■ Task prompt ■
Every picture is to be removed, and all the data is to be copied exactly.

■ Records provided ■
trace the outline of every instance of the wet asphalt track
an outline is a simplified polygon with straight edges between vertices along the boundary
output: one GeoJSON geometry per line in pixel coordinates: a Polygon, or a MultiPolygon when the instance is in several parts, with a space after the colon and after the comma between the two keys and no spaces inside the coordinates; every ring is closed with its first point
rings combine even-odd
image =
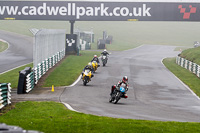
{"type": "Polygon", "coordinates": [[[0,73],[33,62],[32,37],[0,30],[0,39],[9,43],[9,48],[0,52],[0,73]]]}
{"type": "Polygon", "coordinates": [[[100,116],[200,122],[200,100],[161,63],[163,58],[178,54],[174,48],[143,45],[114,52],[87,86],[79,81],[66,88],[61,101],[77,111],[100,116]],[[109,103],[111,85],[124,75],[129,77],[129,98],[109,103]]]}
{"type": "MultiPolygon", "coordinates": [[[[0,39],[10,45],[0,53],[0,73],[32,62],[32,37],[0,31],[0,39]]],[[[174,48],[144,45],[114,52],[107,66],[100,67],[87,86],[79,81],[66,88],[61,101],[80,112],[100,116],[200,122],[200,100],[161,63],[164,57],[178,54],[174,48]],[[129,98],[116,105],[109,103],[111,85],[124,75],[129,77],[129,98]]]]}

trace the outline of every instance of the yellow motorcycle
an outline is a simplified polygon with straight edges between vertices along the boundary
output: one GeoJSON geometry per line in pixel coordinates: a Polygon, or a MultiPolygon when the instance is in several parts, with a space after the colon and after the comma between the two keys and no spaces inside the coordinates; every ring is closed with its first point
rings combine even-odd
{"type": "Polygon", "coordinates": [[[93,70],[95,72],[97,70],[98,63],[96,61],[92,61],[92,67],[93,67],[93,70]]]}
{"type": "Polygon", "coordinates": [[[93,77],[93,75],[92,75],[91,71],[86,69],[83,72],[83,76],[82,76],[83,85],[86,85],[89,81],[91,81],[92,77],[93,77]]]}

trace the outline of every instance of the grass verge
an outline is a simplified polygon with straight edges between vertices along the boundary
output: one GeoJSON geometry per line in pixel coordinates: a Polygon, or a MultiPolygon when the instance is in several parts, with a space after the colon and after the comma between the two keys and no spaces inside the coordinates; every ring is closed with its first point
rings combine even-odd
{"type": "Polygon", "coordinates": [[[70,111],[56,102],[21,102],[0,117],[0,122],[45,133],[160,133],[200,132],[200,123],[160,122],[100,117],[70,111]]]}
{"type": "Polygon", "coordinates": [[[17,88],[18,79],[19,79],[19,71],[23,70],[25,67],[33,67],[33,63],[16,68],[4,74],[0,74],[0,82],[11,83],[12,88],[17,88]]]}
{"type": "Polygon", "coordinates": [[[192,62],[197,63],[198,65],[200,65],[200,47],[197,48],[190,48],[190,49],[186,49],[183,52],[181,52],[181,57],[190,60],[192,62]]]}
{"type": "Polygon", "coordinates": [[[90,62],[98,51],[81,51],[81,56],[70,55],[53,72],[49,74],[43,87],[68,86],[81,74],[83,68],[90,62]]]}
{"type": "MultiPolygon", "coordinates": [[[[68,86],[72,84],[81,74],[83,68],[94,56],[100,55],[98,51],[81,51],[81,56],[70,55],[53,72],[49,74],[43,87],[68,86]]],[[[25,67],[33,67],[33,63],[16,68],[4,74],[0,74],[1,83],[11,83],[12,88],[17,88],[19,71],[25,67]]]]}
{"type": "Polygon", "coordinates": [[[8,44],[5,42],[1,42],[0,41],[0,52],[3,52],[4,50],[6,50],[8,48],[8,44]]]}
{"type": "Polygon", "coordinates": [[[195,74],[177,65],[176,58],[166,58],[163,60],[163,63],[176,77],[200,97],[200,79],[195,74]]]}

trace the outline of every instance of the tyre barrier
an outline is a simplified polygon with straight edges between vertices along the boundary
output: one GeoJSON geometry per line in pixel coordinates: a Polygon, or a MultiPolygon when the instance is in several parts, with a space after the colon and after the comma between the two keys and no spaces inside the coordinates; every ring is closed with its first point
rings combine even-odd
{"type": "Polygon", "coordinates": [[[0,83],[0,109],[11,104],[11,87],[10,83],[0,83]]]}
{"type": "Polygon", "coordinates": [[[19,71],[17,94],[26,93],[27,80],[31,78],[29,75],[30,73],[31,73],[31,67],[26,67],[24,70],[19,71]],[[29,76],[28,79],[27,76],[29,76]]]}
{"type": "Polygon", "coordinates": [[[10,126],[10,125],[6,125],[5,123],[0,124],[0,132],[1,133],[42,133],[42,132],[33,131],[33,130],[23,130],[21,127],[10,126]]]}
{"type": "Polygon", "coordinates": [[[29,91],[31,91],[35,86],[34,83],[34,73],[30,72],[27,76],[26,76],[26,93],[28,93],[29,91]]]}
{"type": "Polygon", "coordinates": [[[42,75],[44,75],[64,57],[65,50],[62,50],[52,57],[42,61],[35,68],[31,69],[31,67],[26,67],[24,70],[20,71],[17,94],[29,93],[38,83],[42,75]]]}
{"type": "Polygon", "coordinates": [[[181,67],[188,69],[197,77],[200,77],[200,66],[192,61],[186,60],[180,56],[176,57],[176,64],[180,65],[181,67]]]}
{"type": "Polygon", "coordinates": [[[55,66],[62,58],[65,57],[65,50],[62,50],[52,57],[39,63],[35,68],[33,68],[33,73],[35,77],[35,84],[38,83],[39,79],[44,75],[50,68],[55,66]]]}

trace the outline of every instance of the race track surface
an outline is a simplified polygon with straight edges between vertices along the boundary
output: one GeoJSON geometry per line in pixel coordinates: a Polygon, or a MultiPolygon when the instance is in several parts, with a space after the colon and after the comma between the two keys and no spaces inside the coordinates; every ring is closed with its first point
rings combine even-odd
{"type": "Polygon", "coordinates": [[[77,111],[100,116],[200,122],[200,100],[161,63],[163,58],[178,54],[174,48],[143,45],[114,52],[87,86],[80,80],[66,88],[61,101],[77,111]],[[124,75],[129,77],[128,99],[109,103],[111,86],[124,75]]]}
{"type": "Polygon", "coordinates": [[[0,30],[0,39],[9,43],[9,48],[0,52],[0,73],[33,62],[32,37],[0,30]]]}

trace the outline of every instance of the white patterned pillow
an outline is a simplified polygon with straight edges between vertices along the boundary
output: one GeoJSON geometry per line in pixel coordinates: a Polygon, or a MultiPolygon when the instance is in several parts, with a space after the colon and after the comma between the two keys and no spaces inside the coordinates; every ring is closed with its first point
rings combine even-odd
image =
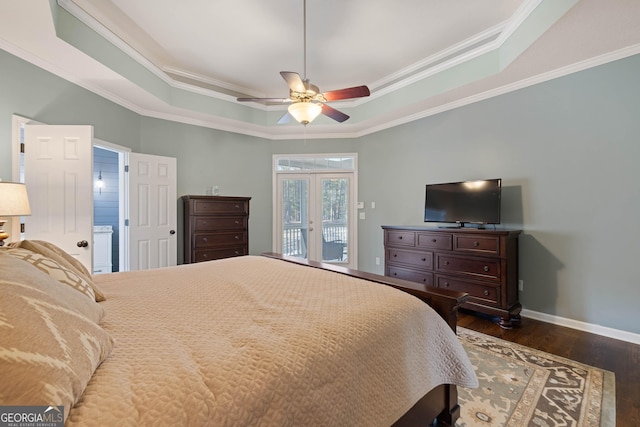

■ Solution for this exercise ■
trace the outline of every instance of the wet asphalt track
an outline is a simplified polygon with straight edges between vertices along the boundary
output: one GeoJSON geometry per line in pixel coordinates: a Polygon, or a MultiPolygon when the instance is in several parts, with a space after the colon and after the comma between the two keys and no spaces inside the coordinates; every ring is closed with its first point
rings combine even-odd
image =
{"type": "Polygon", "coordinates": [[[0,73],[33,62],[32,37],[0,30],[0,39],[9,43],[9,48],[0,52],[0,73]]]}
{"type": "Polygon", "coordinates": [[[100,116],[200,122],[200,100],[161,63],[163,58],[178,54],[174,48],[143,45],[114,52],[87,86],[79,81],[66,88],[61,101],[77,111],[100,116]],[[109,103],[111,85],[124,75],[129,77],[129,98],[109,103]]]}
{"type": "MultiPolygon", "coordinates": [[[[0,39],[10,45],[0,53],[0,73],[32,62],[32,37],[0,31],[0,39]]],[[[174,48],[144,45],[114,52],[107,66],[100,67],[87,86],[79,81],[66,88],[61,101],[80,112],[100,116],[200,122],[200,100],[161,63],[164,57],[178,54],[174,48]],[[129,98],[116,105],[109,103],[111,85],[124,75],[129,77],[129,98]]]]}

trace the outline of every instance of the yellow motorcycle
an outline is a simplified polygon with straight edges between vertices along the boundary
output: one GeoJSON geometry per line in pixel coordinates: a Polygon, or a MultiPolygon when the instance is in several parts, with a space after the colon and after the comma between the two keys and no spaces inside the coordinates; every ring is closed with its first point
rings combine even-odd
{"type": "Polygon", "coordinates": [[[93,70],[95,72],[97,70],[98,63],[96,61],[92,61],[92,67],[93,67],[93,70]]]}
{"type": "Polygon", "coordinates": [[[93,77],[93,75],[92,75],[91,71],[86,69],[83,72],[83,76],[82,76],[83,85],[86,85],[89,81],[91,81],[92,77],[93,77]]]}

trace the outline of every instance of the grass verge
an outline is a simplified polygon with straight edges between vertices along the boundary
output: one GeoJSON geometry per line in pixel coordinates: a Polygon, or a MultiPolygon when the instance is in several parts, with a space after the colon and after the comma between the two keys and no spaces inside the coordinates; every ring is closed with its first point
rings combine even-odd
{"type": "Polygon", "coordinates": [[[70,111],[56,102],[21,102],[0,117],[0,122],[45,133],[160,133],[200,132],[200,123],[160,122],[100,117],[70,111]]]}
{"type": "Polygon", "coordinates": [[[17,88],[18,79],[19,79],[19,71],[23,70],[25,67],[33,67],[33,63],[16,68],[4,74],[0,74],[0,82],[11,83],[12,88],[17,88]]]}
{"type": "Polygon", "coordinates": [[[192,62],[197,63],[198,65],[200,65],[200,47],[197,48],[190,48],[190,49],[186,49],[183,52],[181,52],[181,57],[190,60],[192,62]]]}
{"type": "Polygon", "coordinates": [[[90,62],[98,51],[81,51],[81,56],[70,55],[53,72],[49,74],[43,87],[68,86],[81,74],[83,68],[90,62]]]}
{"type": "MultiPolygon", "coordinates": [[[[68,86],[72,84],[81,74],[83,68],[94,56],[100,55],[98,51],[81,51],[81,56],[70,55],[53,72],[49,74],[43,87],[68,86]]],[[[25,67],[33,67],[33,63],[16,68],[4,74],[0,74],[1,83],[11,83],[12,88],[17,88],[19,71],[25,67]]]]}
{"type": "Polygon", "coordinates": [[[8,44],[5,42],[1,42],[0,41],[0,52],[3,52],[4,50],[6,50],[8,48],[8,44]]]}
{"type": "Polygon", "coordinates": [[[195,74],[177,65],[176,58],[166,58],[163,60],[163,63],[176,77],[200,97],[200,79],[195,74]]]}

trace the outline of every instance of the tyre barrier
an outline is a simplified polygon with straight edges between vertices along the boundary
output: one GeoJSON geometry per line in pixel coordinates: a Polygon, or a MultiPolygon when the instance is in several parts, with a space after the colon and after the comma between the two keys and no spaces inside the coordinates; every ring is closed with its first point
rings combine even-odd
{"type": "Polygon", "coordinates": [[[0,83],[0,109],[11,104],[11,87],[10,83],[0,83]]]}
{"type": "Polygon", "coordinates": [[[19,71],[17,94],[26,93],[27,80],[31,78],[29,75],[30,73],[31,73],[31,67],[26,67],[24,70],[19,71]],[[29,76],[28,79],[27,76],[29,76]]]}
{"type": "Polygon", "coordinates": [[[10,126],[10,125],[6,125],[5,123],[0,124],[0,132],[1,133],[42,133],[42,132],[33,131],[33,130],[23,130],[21,127],[10,126]]]}
{"type": "Polygon", "coordinates": [[[29,91],[31,91],[35,86],[34,83],[34,73],[30,72],[27,76],[26,76],[26,93],[28,93],[29,91]]]}
{"type": "Polygon", "coordinates": [[[42,75],[44,75],[64,57],[65,50],[62,50],[52,57],[42,61],[35,68],[31,69],[31,67],[26,67],[24,70],[20,71],[17,94],[29,93],[38,83],[42,75]]]}
{"type": "Polygon", "coordinates": [[[181,67],[188,69],[197,77],[200,77],[200,66],[192,61],[186,60],[180,56],[176,57],[176,64],[180,65],[181,67]]]}
{"type": "Polygon", "coordinates": [[[55,66],[62,58],[65,57],[65,50],[62,50],[52,57],[39,63],[35,68],[33,68],[33,73],[35,77],[35,84],[38,83],[39,79],[44,75],[50,68],[55,66]]]}

trace the outline of every instance of the race track surface
an outline is a simplified polygon with straight edges between vertices along the boundary
output: one GeoJSON geometry per line in pixel coordinates: a Polygon, or a MultiPolygon when the instance is in several parts, with a space after the colon and after the comma between the two keys and no spaces inside the coordinates; every ring is closed with its first point
rings combine even-odd
{"type": "Polygon", "coordinates": [[[77,111],[100,116],[200,122],[200,100],[161,63],[163,58],[178,54],[174,48],[143,45],[114,52],[87,86],[80,80],[66,88],[61,101],[77,111]],[[124,75],[129,77],[128,99],[109,103],[111,86],[124,75]]]}
{"type": "Polygon", "coordinates": [[[0,30],[0,39],[9,43],[9,48],[0,52],[0,73],[33,62],[32,37],[0,30]]]}

trace the outline of every instance of the white patterned pillow
an outline is a simplified polygon with straight edges between vertices along the boundary
output: one GeoJSON geometry per line in pixel coordinates: a Polygon, or a MultiPolygon when the instance is in several parts, with a space after the colon and after the comma between the two keys and no spaces inside the coordinates; every ring is closed with its first point
rings combine even-odd
image =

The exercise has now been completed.